EXERCISE BRIEF :: Lay out every line of the records below as a JSON list of strings, one string per line, with blank lines dropped. Leave the pictures out of the list.

LISTING ::
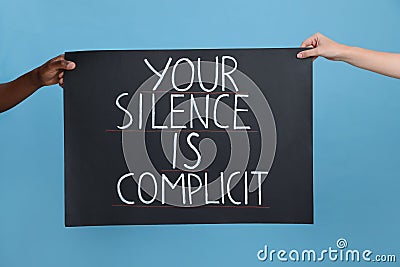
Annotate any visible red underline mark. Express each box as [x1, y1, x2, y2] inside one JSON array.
[[161, 169, 208, 172], [106, 129, 258, 133], [111, 204, 270, 209], [139, 91, 239, 95]]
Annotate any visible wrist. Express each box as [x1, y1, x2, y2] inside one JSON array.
[[338, 44, 357, 62]]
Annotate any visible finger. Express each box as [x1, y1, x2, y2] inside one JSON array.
[[300, 34, 318, 47], [51, 59, 76, 70], [297, 47, 319, 58]]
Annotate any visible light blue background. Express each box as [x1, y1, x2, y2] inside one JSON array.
[[0, 0, 400, 267]]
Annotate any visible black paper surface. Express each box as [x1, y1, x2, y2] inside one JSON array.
[[64, 48, 313, 226]]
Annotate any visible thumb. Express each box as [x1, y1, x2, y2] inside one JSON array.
[[51, 59, 75, 70], [297, 47, 319, 58]]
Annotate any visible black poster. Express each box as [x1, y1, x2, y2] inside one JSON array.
[[64, 48, 313, 226]]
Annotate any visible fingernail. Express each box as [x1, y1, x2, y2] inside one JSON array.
[[67, 62, 75, 69]]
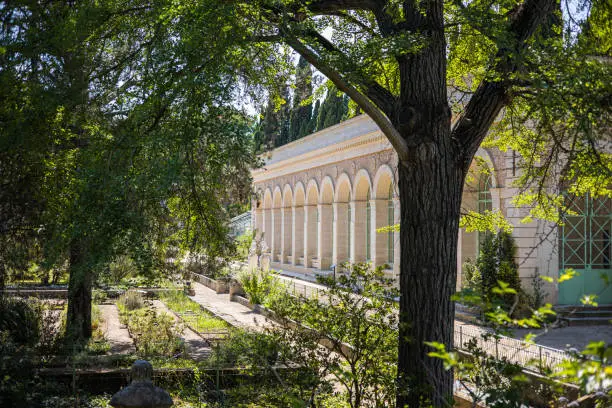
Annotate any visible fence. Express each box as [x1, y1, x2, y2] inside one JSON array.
[[454, 324, 574, 373]]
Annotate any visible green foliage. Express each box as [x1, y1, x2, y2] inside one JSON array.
[[159, 291, 229, 333], [117, 291, 145, 316], [236, 231, 255, 260], [461, 259, 482, 290], [206, 330, 282, 370], [0, 296, 42, 347], [468, 231, 521, 309], [316, 84, 349, 131], [553, 341, 612, 398], [0, 1, 263, 337], [268, 264, 398, 407], [126, 307, 184, 356], [108, 255, 138, 284], [236, 268, 279, 305]]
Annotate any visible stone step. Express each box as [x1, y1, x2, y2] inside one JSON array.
[[561, 316, 612, 326]]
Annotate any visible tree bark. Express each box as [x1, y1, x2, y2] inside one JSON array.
[[397, 139, 465, 408], [66, 241, 93, 344]]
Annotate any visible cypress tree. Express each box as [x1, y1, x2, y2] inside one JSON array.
[[316, 86, 348, 130], [289, 57, 312, 141]]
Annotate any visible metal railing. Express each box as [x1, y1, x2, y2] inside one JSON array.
[[454, 324, 574, 373]]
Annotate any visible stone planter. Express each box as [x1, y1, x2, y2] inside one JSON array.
[[229, 279, 246, 298]]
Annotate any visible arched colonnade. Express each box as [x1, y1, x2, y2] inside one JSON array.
[[254, 164, 400, 277]]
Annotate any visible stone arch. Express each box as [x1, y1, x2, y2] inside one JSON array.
[[319, 176, 334, 204], [353, 169, 372, 201], [290, 181, 306, 265], [293, 181, 306, 207], [263, 187, 272, 209], [280, 184, 293, 263], [332, 173, 353, 266], [470, 147, 499, 188], [271, 186, 283, 262], [272, 186, 283, 208], [334, 173, 353, 203], [351, 169, 373, 262], [306, 179, 319, 205], [304, 179, 319, 268], [457, 148, 498, 284], [253, 187, 264, 210], [283, 184, 293, 208], [317, 176, 335, 270], [262, 187, 273, 249], [373, 164, 396, 200]]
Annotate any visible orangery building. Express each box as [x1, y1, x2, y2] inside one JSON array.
[[251, 115, 612, 304]]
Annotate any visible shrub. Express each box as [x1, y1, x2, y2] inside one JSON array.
[[236, 269, 279, 305], [0, 297, 42, 346], [127, 308, 184, 356], [108, 255, 138, 283], [208, 330, 281, 369], [160, 291, 228, 332], [473, 231, 521, 308], [117, 291, 145, 314]]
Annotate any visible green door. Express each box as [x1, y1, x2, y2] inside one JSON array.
[[559, 195, 612, 305]]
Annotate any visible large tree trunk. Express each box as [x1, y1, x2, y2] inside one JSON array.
[[66, 242, 92, 344], [397, 142, 465, 408]]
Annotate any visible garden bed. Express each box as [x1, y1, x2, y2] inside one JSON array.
[[191, 273, 230, 293], [160, 291, 230, 341]]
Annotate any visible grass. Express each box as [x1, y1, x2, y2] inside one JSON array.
[[159, 291, 229, 333]]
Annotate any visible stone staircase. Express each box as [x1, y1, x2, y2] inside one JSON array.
[[555, 305, 612, 326]]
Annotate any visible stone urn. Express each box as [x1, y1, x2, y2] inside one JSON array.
[[229, 279, 246, 297], [110, 360, 174, 408]]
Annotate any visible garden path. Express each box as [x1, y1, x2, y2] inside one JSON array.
[[190, 282, 275, 331], [153, 300, 212, 360], [99, 305, 136, 354]]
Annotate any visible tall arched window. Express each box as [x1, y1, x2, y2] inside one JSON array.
[[558, 194, 612, 304], [366, 190, 372, 261], [346, 193, 353, 261], [387, 187, 395, 265], [477, 170, 493, 251]]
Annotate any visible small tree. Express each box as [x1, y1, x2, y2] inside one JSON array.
[[476, 230, 521, 307]]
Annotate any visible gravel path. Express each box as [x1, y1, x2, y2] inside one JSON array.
[[190, 282, 275, 331], [99, 305, 136, 354], [153, 300, 212, 360]]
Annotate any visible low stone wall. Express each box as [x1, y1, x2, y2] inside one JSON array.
[[191, 273, 230, 293], [2, 288, 68, 299], [37, 365, 299, 394]]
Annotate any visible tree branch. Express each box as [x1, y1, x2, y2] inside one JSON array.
[[451, 0, 556, 161]]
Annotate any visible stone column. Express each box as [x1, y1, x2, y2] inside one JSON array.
[[489, 187, 502, 211], [370, 199, 389, 268], [280, 207, 293, 263], [263, 208, 272, 251], [393, 197, 402, 286], [350, 201, 367, 263], [304, 204, 318, 268], [253, 208, 264, 234], [272, 208, 283, 262], [332, 203, 350, 268], [291, 206, 304, 266], [317, 204, 334, 270]]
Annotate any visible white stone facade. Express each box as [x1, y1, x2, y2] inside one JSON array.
[[252, 115, 608, 303]]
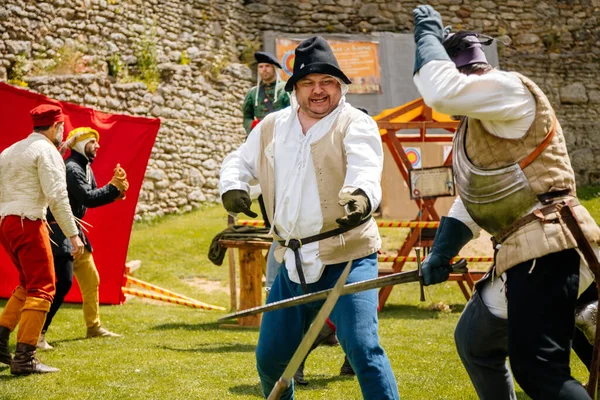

COMPLETED TASK ::
[
  "Annotate any visible red underline mark. Express each box as [x1, y1, x2, y2] inside one JSON array.",
  "[[161, 169, 208, 172], [106, 129, 258, 133], [111, 204, 270, 209], [139, 91, 239, 95]]",
  "Annotate any visible wrist. Express each box as [x1, y1, x2, y2] inside one JSON array.",
  "[[338, 44, 357, 62]]",
  "Annotate any visible finger. Express each box as [x1, y1, x2, y2] inside one JSON array.",
  "[[300, 34, 318, 47], [51, 59, 76, 70], [297, 47, 319, 58]]",
  "Annotate any visible light blue background. Express each box as [x1, y1, x2, y2] inside one JSON array.",
  "[[0, 0, 400, 267]]",
  "Annotate any visible black paper surface. Express each box as [x1, y1, x2, y2] inside one JSON array.",
  "[[64, 48, 313, 226]]",
  "Annotate any visible thumb. Express each box as [x1, y1, x2, y2] inside one JSON array.",
  "[[51, 59, 75, 70], [297, 47, 319, 58]]",
  "Annotate any visible black poster. Express each box as [x1, y1, x2, y2] inside one JSON array.",
  "[[64, 48, 313, 226]]",
  "Annotate any visible fingernail. Express each box as [x1, y1, x2, y2] inside one JSON array.",
  "[[67, 62, 75, 69]]",
  "Annotate any visible fence. Express each box as [x1, y1, x2, y2] inside one JSON array.",
  "[[454, 324, 574, 373]]",
  "Annotate any visible green foliage. Express each box as [x1, y1, x2, y2] inside one JSON array.",
  "[[159, 291, 229, 333], [117, 291, 145, 316], [236, 231, 255, 260], [461, 259, 482, 290], [206, 330, 282, 370], [0, 296, 42, 347], [468, 231, 521, 309], [316, 84, 349, 131], [553, 341, 612, 398], [0, 1, 263, 337], [268, 264, 398, 407], [126, 307, 184, 356], [108, 255, 138, 284], [236, 268, 279, 305]]",
  "Annotate any visible stone step. Express each box as [x1, y1, x2, y2] inside one JSON array.",
  "[[561, 316, 612, 326]]",
  "Annotate any visible tree bark. Express each box as [x1, y1, x2, y2] inside one JSON array.",
  "[[397, 139, 465, 408], [66, 241, 93, 344]]",
  "Annotate any visible cypress tree. Express each box as [x1, y1, x2, y2] inside one JSON array.",
  "[[316, 86, 348, 130], [289, 57, 312, 141]]",
  "Annotate any visible metal railing. Express each box as [x1, y1, x2, y2] inside one JSON array.",
  "[[454, 324, 574, 373]]",
  "Annotate any visible stone planter. Express each box as [x1, y1, x2, y2] inside one JSON array.",
  "[[229, 279, 246, 298]]",
  "Annotate any visible arched colonnade. Express each box as [x1, y1, x2, y2] inside one JSON array.",
  "[[254, 164, 400, 277]]",
  "Annotate any visible stone arch. Express each box as [x1, y1, x2, y2] inside one JSON array.",
  "[[319, 176, 334, 204], [353, 169, 372, 201], [290, 181, 306, 265], [293, 181, 306, 207], [263, 187, 272, 209], [280, 184, 293, 263], [332, 173, 353, 266], [470, 147, 499, 188], [271, 186, 283, 262], [272, 186, 283, 208], [334, 173, 353, 203], [351, 169, 373, 262], [306, 179, 319, 205], [304, 179, 319, 268], [457, 148, 498, 284], [253, 187, 264, 210], [283, 184, 293, 208], [317, 176, 335, 270], [262, 187, 273, 249], [373, 164, 396, 200]]",
  "Annotate any visible orangery building. Express each box as [x1, y1, x2, y2] inside one JSON array.",
  "[[251, 115, 612, 304]]",
  "Annotate any visible shrub. Express each box as [x1, y1, x2, y2] inside one JSON array.",
  "[[236, 269, 279, 305], [0, 297, 42, 346], [127, 308, 184, 356], [108, 255, 138, 283], [208, 330, 281, 369], [160, 291, 228, 332], [473, 231, 521, 308], [117, 291, 145, 314]]",
  "Annotate any visible green door. Express each box as [x1, y1, x2, y2] inside one JSON array.",
  "[[559, 195, 612, 305]]",
  "Annotate any visible large tree trunk. Express each box as [x1, y1, x2, y2] inside one JSON array.",
  "[[66, 242, 92, 344], [397, 142, 465, 408]]",
  "Annotate any visible garden bed. Express each box as [x1, y1, x2, y2] inside one JSON array.",
  "[[191, 273, 230, 293], [160, 291, 230, 341]]",
  "Annotate any visible grass. Express each box as [x1, y1, x2, y2] inside one JSON array.",
  "[[159, 291, 229, 333]]",
  "Annotate any visible stone staircase. Express each box as [x1, y1, x2, y2] inside one JSON array.",
  "[[555, 305, 612, 326]]",
  "Annotate any visible stone urn. Express each box as [x1, y1, x2, y2] inside one JSON array.",
  "[[229, 279, 246, 297], [110, 360, 174, 408]]",
  "Annotate any visible garden path. Express each box as [x1, y1, x2, y2] inside one JSON array.",
  "[[190, 282, 275, 331], [153, 300, 212, 360], [99, 305, 136, 354]]",
  "Annotate any visible tall arched window. Express each box as [x1, y1, x2, y2] inside one JSON array.",
  "[[558, 194, 612, 304], [366, 190, 372, 261], [346, 193, 353, 261], [387, 187, 395, 265], [477, 170, 493, 251]]",
  "Annotate any visible small tree. Express each box as [x1, y1, x2, y2] inside one JSON array.",
  "[[476, 230, 521, 307]]",
  "Annotate any visible gravel path. Express each box as [x1, y1, x2, y2] inside one JSON array.",
  "[[190, 282, 275, 331], [99, 305, 136, 354], [153, 300, 212, 360]]",
  "Annotate any visible low stone wall. Express each box as [x1, y1, x2, y2] inside one JSON array.",
  "[[191, 273, 230, 293], [2, 288, 68, 299], [37, 365, 299, 394]]",
  "Annotate any visible tree branch. Express each box as [x1, y1, x2, y2] inside one JSON array.",
  "[[451, 0, 556, 161]]",
  "Annotate any visible stone column. Express each box as [x1, y1, x2, y2] inside one JSON array.",
  "[[489, 187, 502, 211], [370, 199, 389, 268], [280, 207, 293, 263], [263, 208, 272, 251], [393, 197, 402, 286], [350, 201, 367, 263], [304, 204, 318, 268], [253, 208, 264, 234], [272, 208, 283, 262], [332, 203, 350, 268], [291, 206, 304, 266], [317, 204, 334, 270]]",
  "Annotate any visible white stone facade. Express each box as [x1, y1, x2, y2] inside one JSON array.",
  "[[252, 115, 608, 303]]"
]